Do these statements agree with the text on trout habitat and forestry lobbying? For each, answer yes or no and quote the deciding words. (a) DFO now issues permits that allow critical trout habitat to be destroyed. (b) The mitigation features observed offer meaningful compensation for lost habitat. (c) The number of meetings between the AFPA and DFO has dropped recently.

## TEXT PROVIDED
--- Start ---

While it is normal for an industry association to lobby government on behalf of its members, it is striking how such a large proportion of the AFPA lobbying effort is focused on fisheries and Species at Risk Act topics. What’s more, the number of meetings the AFPA has requested, and received, with DFO has notably increased recently as protection mechanisms for species at risk trout have been implemented.
Lobbying efforts by the AFPA must be paying off. Instead of DFO requiring the industry to follow the strict provisions in federal legislation, they are now issuing permits to allow the destruction of critical trout habitat. In a perverse effort to avoid the provisions of the legislation DFO directs industry to undertake some perfunctory compensatory actions.
Worse yet, the mitigation features observed are cosmetic, unsuitable, and incapable of any meaningful compensation for lost habitat. Mitigation is used as an administrative panacea, not an effective ecological solution to the issues of habitat loss for species at risk trout. It’s treated as a “get-out-of-jail-free” card.
For the trout the reality is the rules are weak suggestions, creating the most minimal of impediments to logging. The Forestry Division uses “deviations” from the operating ground rules as stepping stones to avoiding getting wet in the river of responsibility to protect both biodiversity and watershed values. DFO offers up some cosmetic mitigative suggestions to permit destruction of critical habitats. Logging interests lobby regulators to ensure “if the minimum is set low enough we cannot fail.”

--- End ---

## RECORD EXCERPTS
--- Start ---

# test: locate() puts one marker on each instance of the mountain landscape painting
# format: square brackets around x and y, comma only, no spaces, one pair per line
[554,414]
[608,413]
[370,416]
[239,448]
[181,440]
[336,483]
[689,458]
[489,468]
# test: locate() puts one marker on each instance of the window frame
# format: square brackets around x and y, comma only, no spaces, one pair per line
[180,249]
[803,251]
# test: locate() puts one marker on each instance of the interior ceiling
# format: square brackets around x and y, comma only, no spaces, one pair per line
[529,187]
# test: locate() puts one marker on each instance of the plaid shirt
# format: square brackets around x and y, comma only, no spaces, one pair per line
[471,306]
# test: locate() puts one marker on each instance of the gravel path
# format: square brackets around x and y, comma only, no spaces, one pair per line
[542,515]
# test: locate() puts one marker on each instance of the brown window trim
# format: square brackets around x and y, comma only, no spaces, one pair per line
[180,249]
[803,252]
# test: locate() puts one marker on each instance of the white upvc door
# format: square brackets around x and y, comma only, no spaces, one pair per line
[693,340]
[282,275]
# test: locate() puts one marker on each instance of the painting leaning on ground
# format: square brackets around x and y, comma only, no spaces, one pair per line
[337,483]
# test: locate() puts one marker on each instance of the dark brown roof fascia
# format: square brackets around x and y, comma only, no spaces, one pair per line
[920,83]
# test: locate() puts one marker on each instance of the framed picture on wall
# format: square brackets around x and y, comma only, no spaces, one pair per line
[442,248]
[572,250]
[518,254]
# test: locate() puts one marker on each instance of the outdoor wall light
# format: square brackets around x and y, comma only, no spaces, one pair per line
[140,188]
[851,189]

--- End ---

## EXERCISE ANSWER
(a) Yes: "they are now issuing permits to allow the destruction of critical trout habitat."
(b) No: "the mitigation features observed are cosmetic, unsuitable, and incapable of any meaningful compensation for lost habitat."
(c) No: "the number of meetings the AFPA has requested, and received, with DFO has notably increased recently"